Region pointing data
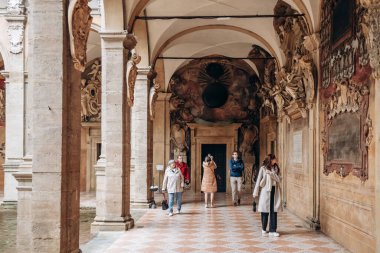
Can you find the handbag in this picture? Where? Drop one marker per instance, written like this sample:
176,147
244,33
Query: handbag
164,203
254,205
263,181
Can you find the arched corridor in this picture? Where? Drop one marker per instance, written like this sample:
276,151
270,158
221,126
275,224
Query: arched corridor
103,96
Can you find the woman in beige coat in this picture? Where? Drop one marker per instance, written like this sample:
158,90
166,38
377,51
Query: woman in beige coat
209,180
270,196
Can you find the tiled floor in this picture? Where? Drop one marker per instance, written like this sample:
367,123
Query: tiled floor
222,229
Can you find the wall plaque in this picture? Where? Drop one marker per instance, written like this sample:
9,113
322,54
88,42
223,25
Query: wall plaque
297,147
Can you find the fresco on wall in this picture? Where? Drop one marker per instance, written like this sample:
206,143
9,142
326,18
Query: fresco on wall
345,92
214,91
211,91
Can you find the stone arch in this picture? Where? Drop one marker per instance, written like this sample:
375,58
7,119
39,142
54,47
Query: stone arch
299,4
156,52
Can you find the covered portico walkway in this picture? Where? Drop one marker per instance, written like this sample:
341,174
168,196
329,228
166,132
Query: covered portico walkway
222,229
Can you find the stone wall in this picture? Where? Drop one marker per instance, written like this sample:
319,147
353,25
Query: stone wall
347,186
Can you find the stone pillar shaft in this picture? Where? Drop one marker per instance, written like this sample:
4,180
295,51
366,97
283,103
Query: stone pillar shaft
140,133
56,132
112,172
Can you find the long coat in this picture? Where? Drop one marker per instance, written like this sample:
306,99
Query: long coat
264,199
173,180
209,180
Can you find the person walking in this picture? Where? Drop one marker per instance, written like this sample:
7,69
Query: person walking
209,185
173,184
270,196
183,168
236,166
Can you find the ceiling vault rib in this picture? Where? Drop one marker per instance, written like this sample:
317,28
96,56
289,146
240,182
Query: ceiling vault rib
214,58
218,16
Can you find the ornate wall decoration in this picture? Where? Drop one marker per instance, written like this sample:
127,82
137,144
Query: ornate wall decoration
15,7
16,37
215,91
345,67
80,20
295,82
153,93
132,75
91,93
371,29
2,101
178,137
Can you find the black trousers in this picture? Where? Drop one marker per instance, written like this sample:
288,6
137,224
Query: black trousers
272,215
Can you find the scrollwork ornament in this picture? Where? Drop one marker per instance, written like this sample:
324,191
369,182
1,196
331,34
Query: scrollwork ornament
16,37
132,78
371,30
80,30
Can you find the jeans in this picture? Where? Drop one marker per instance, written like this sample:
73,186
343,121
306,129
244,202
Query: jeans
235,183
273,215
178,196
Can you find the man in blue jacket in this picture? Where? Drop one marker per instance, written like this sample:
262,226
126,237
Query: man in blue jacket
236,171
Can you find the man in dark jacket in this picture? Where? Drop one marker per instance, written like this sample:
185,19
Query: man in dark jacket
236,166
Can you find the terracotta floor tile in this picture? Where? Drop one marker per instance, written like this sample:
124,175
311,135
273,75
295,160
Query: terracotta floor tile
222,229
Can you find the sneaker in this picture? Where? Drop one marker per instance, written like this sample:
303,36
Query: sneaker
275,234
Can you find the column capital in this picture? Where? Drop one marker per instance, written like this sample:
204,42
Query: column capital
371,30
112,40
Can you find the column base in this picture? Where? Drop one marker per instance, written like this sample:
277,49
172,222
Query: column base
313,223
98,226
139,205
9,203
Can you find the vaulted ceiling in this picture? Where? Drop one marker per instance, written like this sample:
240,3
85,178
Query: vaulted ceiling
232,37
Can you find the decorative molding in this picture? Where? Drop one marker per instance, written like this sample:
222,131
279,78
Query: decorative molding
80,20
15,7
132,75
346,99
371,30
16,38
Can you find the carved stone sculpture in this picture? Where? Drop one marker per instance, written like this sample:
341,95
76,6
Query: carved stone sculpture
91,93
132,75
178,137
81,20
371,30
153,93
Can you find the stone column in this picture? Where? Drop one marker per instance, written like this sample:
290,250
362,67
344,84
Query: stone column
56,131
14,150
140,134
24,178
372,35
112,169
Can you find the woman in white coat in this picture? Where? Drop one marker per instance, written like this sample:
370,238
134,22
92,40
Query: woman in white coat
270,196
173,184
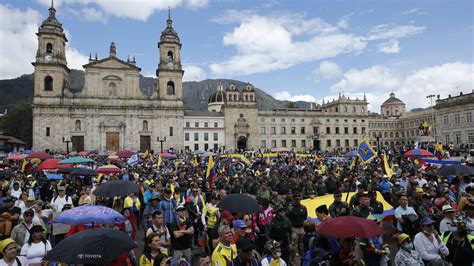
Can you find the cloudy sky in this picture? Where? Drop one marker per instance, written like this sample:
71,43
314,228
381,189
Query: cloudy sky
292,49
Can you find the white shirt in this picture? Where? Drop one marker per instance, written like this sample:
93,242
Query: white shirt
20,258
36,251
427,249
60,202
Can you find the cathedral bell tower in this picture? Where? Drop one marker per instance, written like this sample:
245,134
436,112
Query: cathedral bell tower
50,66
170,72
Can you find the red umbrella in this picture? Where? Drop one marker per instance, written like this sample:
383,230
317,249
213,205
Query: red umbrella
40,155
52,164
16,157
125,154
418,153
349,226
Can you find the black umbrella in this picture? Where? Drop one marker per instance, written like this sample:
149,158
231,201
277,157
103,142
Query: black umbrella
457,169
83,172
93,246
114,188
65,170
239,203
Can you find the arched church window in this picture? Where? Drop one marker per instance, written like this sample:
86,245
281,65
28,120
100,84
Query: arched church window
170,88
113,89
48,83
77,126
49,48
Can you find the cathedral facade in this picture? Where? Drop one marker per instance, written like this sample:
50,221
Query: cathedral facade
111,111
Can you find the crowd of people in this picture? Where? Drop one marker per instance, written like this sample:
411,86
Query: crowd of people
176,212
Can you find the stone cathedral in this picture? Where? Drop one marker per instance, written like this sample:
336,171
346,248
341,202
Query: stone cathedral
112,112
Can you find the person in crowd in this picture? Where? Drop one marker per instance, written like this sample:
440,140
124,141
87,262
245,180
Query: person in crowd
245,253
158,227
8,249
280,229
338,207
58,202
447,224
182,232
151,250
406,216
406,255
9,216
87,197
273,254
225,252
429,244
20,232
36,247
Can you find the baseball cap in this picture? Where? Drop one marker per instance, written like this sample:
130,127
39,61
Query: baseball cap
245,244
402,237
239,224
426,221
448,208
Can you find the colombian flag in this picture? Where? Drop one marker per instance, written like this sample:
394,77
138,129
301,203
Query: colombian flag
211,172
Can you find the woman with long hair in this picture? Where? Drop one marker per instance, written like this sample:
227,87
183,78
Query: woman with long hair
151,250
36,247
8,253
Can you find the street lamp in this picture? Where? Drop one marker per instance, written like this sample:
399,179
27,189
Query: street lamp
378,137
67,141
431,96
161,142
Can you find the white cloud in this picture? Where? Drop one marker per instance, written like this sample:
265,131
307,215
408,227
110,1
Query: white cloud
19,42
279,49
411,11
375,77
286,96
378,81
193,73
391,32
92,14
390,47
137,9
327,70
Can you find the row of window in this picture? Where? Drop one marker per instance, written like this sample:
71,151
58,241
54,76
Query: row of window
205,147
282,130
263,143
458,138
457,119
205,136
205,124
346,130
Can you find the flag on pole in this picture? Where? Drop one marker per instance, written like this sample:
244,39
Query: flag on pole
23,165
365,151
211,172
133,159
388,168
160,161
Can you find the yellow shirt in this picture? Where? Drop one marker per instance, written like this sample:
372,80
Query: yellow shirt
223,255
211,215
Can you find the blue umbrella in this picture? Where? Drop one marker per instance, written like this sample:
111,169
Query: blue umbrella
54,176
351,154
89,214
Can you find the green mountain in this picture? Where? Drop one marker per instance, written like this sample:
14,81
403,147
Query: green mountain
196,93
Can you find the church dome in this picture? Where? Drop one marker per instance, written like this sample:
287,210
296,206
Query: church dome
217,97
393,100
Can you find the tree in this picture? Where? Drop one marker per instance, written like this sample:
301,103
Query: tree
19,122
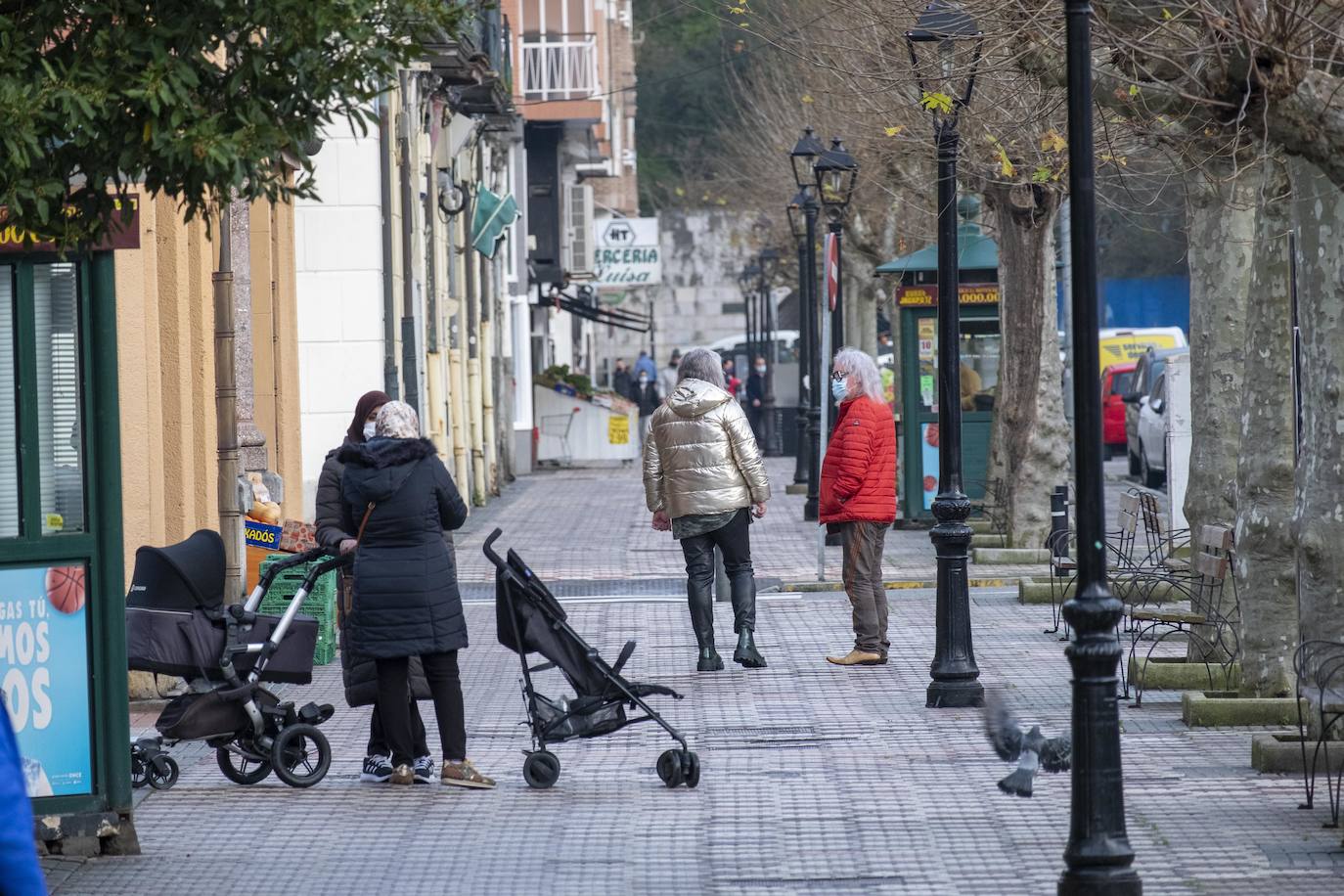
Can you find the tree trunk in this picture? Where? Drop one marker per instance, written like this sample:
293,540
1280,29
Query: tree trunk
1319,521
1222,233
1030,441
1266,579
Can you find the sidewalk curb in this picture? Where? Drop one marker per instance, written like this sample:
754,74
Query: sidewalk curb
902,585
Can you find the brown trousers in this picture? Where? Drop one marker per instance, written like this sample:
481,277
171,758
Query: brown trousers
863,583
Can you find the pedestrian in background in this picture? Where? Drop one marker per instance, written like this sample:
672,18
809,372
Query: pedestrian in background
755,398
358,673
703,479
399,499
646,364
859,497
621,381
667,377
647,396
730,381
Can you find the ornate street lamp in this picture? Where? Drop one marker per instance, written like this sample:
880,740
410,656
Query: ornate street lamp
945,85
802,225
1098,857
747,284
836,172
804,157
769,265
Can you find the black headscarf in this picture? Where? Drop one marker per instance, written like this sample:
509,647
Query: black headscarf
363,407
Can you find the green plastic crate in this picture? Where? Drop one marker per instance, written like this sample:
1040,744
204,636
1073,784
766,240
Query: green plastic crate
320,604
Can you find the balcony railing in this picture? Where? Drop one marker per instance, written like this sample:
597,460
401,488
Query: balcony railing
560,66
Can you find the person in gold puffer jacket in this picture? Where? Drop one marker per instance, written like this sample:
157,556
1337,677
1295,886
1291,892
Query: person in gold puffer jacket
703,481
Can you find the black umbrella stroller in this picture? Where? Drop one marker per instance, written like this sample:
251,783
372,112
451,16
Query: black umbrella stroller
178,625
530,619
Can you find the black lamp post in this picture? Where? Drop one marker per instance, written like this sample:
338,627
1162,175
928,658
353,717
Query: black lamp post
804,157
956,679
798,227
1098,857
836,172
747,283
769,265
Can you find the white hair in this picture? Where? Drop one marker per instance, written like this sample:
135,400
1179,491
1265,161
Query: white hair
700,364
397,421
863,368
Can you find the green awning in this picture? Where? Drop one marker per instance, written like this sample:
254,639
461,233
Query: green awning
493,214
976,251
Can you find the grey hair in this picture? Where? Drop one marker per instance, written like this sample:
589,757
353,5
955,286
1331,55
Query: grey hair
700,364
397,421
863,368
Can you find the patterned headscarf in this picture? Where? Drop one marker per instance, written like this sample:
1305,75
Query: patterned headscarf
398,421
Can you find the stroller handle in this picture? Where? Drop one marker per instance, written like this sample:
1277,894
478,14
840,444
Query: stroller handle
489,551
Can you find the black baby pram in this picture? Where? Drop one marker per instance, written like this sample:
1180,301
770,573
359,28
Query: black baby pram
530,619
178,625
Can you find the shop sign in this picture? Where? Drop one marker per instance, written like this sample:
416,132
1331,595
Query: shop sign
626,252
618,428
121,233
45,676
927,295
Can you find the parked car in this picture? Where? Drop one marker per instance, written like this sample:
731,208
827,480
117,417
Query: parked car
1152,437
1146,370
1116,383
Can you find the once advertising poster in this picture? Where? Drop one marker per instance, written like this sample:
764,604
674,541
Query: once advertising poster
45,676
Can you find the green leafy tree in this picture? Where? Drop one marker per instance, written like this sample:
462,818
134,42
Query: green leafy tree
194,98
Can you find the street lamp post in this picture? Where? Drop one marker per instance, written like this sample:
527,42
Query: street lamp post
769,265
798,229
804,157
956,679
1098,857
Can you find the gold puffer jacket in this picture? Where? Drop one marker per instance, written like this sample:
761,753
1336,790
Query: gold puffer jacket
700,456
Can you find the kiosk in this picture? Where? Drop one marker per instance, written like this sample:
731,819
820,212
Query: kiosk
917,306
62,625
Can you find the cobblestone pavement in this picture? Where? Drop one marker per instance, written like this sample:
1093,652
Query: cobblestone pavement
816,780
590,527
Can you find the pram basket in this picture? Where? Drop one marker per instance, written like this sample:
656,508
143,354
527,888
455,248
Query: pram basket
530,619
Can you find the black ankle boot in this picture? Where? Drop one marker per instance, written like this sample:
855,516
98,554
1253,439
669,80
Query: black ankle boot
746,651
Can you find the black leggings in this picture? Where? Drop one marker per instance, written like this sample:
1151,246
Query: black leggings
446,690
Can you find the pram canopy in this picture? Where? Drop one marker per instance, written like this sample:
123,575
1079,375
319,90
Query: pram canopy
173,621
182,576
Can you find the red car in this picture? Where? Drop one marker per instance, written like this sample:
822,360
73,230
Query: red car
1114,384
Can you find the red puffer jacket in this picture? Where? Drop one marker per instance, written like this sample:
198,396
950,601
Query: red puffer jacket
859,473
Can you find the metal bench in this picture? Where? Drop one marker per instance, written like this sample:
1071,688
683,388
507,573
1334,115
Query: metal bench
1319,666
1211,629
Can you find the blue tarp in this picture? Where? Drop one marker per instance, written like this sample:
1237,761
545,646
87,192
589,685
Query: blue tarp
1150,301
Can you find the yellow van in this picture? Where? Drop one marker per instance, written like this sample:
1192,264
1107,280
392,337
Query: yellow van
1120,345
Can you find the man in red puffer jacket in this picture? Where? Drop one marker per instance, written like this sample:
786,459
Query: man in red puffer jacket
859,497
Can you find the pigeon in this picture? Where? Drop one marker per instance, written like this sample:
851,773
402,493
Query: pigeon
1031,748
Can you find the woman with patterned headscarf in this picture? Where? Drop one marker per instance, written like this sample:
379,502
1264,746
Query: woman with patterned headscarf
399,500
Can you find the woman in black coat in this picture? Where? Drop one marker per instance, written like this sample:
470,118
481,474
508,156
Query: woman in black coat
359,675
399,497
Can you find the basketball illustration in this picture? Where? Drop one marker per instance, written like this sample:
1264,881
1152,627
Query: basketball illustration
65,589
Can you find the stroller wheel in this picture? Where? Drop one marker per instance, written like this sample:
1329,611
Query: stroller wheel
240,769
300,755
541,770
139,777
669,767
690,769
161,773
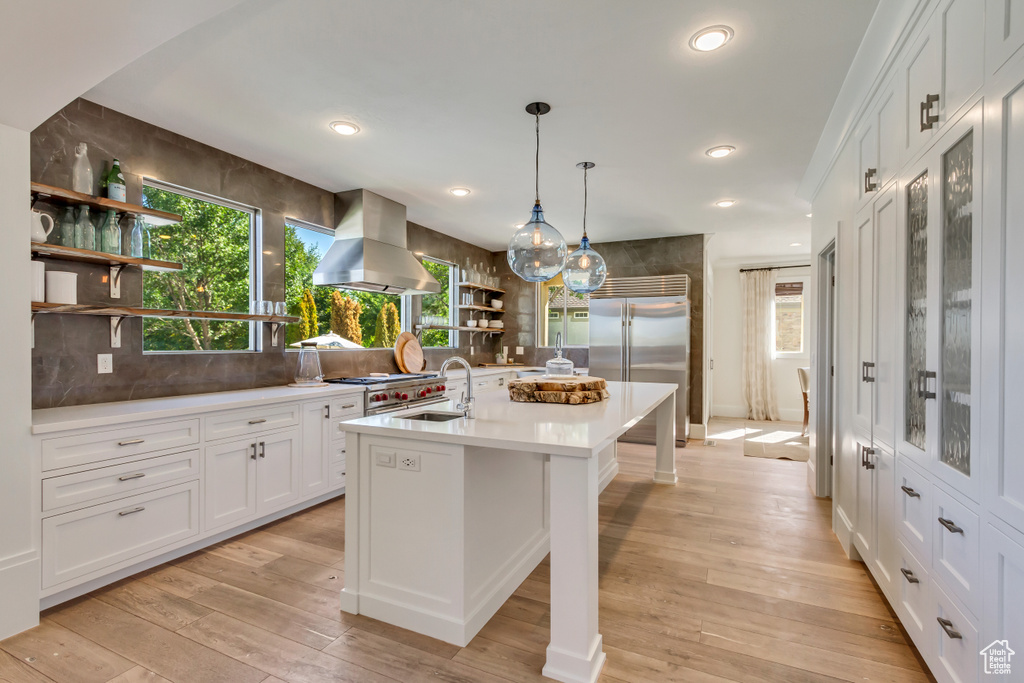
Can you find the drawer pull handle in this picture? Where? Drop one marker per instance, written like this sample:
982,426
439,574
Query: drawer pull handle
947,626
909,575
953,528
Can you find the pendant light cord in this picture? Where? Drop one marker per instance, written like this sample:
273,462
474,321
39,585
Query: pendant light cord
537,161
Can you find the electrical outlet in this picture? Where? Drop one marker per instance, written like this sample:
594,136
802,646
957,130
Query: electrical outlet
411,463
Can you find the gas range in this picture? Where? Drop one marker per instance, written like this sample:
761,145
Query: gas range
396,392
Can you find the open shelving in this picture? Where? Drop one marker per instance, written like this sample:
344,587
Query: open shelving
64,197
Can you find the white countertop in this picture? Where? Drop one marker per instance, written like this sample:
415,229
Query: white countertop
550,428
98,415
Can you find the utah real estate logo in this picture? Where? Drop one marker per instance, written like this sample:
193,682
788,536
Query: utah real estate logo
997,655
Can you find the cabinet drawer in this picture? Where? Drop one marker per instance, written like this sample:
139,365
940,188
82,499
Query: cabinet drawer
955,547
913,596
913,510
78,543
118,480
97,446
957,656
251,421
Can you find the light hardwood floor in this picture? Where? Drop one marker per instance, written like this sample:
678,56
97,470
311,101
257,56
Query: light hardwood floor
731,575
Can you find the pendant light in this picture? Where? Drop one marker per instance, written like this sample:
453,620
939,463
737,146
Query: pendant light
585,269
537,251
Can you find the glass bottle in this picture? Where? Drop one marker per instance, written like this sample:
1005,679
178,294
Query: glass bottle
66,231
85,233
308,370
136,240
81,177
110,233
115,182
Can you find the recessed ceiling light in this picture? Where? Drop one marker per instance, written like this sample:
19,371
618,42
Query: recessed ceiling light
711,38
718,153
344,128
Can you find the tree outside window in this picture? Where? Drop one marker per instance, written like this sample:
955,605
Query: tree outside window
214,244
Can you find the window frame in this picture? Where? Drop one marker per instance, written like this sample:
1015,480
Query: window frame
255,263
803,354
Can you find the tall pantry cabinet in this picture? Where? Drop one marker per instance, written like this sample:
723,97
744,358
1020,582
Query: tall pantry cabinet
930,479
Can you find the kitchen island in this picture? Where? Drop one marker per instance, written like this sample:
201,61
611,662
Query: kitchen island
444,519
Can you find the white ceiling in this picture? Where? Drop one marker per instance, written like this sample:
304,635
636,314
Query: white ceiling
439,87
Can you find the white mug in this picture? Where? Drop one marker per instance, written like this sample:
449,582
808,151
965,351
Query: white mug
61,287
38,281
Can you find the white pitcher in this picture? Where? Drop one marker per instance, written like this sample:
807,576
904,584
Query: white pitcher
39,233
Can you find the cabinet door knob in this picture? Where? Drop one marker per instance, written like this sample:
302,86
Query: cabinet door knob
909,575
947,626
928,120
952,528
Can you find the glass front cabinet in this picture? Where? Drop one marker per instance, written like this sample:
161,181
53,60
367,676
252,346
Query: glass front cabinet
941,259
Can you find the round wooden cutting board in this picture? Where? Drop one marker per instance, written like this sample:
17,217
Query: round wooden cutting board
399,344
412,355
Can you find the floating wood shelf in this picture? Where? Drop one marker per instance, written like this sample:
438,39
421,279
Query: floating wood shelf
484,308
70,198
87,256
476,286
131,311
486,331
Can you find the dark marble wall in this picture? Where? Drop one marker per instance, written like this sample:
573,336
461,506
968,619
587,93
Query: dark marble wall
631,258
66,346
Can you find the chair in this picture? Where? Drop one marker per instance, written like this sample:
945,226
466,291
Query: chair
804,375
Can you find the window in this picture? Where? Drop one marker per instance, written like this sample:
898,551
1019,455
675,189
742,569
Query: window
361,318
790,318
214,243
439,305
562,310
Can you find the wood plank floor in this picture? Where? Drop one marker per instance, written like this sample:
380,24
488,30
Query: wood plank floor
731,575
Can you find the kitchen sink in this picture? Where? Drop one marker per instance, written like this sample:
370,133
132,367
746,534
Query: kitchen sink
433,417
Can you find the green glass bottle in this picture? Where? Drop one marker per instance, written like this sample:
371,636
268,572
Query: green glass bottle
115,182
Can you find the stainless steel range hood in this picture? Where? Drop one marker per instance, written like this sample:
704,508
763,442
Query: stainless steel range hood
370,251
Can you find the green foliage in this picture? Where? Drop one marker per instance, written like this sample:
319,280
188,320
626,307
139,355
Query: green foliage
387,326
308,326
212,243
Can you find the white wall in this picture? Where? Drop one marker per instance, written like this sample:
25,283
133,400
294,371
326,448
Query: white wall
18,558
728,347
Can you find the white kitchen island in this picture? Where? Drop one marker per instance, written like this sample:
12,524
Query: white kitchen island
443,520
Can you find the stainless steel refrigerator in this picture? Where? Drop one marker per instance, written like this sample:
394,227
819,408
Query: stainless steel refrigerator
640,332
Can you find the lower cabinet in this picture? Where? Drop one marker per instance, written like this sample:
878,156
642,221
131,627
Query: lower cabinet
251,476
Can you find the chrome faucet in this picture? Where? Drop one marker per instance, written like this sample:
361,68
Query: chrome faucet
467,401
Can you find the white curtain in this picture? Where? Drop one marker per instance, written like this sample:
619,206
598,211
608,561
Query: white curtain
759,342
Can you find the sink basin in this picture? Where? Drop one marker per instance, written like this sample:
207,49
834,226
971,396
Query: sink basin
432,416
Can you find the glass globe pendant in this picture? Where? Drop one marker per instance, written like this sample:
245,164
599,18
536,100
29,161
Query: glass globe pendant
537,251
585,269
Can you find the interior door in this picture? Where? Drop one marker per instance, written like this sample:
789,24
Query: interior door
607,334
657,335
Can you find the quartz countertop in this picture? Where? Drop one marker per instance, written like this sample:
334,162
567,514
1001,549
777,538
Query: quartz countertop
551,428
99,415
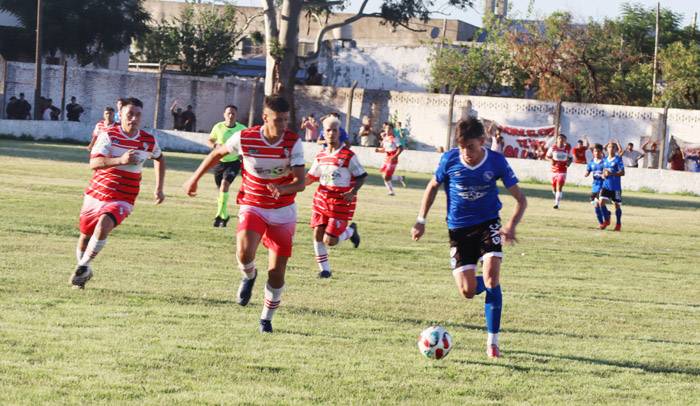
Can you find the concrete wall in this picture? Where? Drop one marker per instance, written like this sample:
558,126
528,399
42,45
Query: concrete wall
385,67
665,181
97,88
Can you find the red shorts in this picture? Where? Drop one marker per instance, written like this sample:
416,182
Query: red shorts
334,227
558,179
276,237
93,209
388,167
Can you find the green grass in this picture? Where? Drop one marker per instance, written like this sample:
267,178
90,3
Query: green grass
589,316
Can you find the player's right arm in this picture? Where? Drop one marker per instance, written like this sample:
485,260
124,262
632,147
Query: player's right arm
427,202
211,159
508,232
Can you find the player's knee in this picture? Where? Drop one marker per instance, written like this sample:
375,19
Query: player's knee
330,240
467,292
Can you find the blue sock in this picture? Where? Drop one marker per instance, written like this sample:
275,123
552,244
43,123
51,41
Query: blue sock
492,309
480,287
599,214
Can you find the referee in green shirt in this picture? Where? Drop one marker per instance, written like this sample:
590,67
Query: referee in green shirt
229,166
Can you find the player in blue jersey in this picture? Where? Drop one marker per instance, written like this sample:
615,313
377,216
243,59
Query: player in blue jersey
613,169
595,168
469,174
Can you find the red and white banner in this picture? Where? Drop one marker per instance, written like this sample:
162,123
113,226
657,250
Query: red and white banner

— Assigned task —
The word "banner" occurs on some lines of the entries. Work out how many such lines there are and reply with the number alone.

— Task response —
2